#### Dataset content:

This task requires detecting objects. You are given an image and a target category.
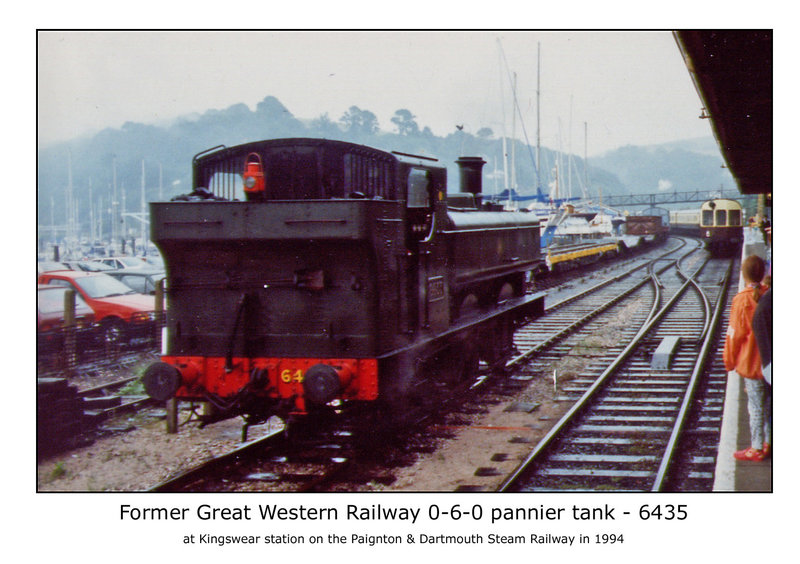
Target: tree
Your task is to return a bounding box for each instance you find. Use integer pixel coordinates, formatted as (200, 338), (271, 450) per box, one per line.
...
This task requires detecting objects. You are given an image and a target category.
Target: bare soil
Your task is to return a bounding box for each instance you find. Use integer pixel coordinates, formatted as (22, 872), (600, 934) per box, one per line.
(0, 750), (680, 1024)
==
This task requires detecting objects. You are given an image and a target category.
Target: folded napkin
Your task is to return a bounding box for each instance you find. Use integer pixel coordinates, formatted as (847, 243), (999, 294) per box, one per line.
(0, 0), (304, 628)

#### Problem description:
Display each line of the records above that contains the string "bounding", treating uppercase and lowercase letters as distinct.

#### Completed exercise:
Your task is to return a bounding box for each instance you find. Use integer pixel coordinates, formatted as (200, 338), (271, 450) per box, one per line.
Your task is to return a bounding box for each instance you find. Use integer pixel coordinates, formatted as (22, 872), (600, 934) per box, one per line.
Your task is to return a bounding box for each instance you find. Use integer pixel coordinates, formatted as (847, 243), (999, 294) per box, one per line.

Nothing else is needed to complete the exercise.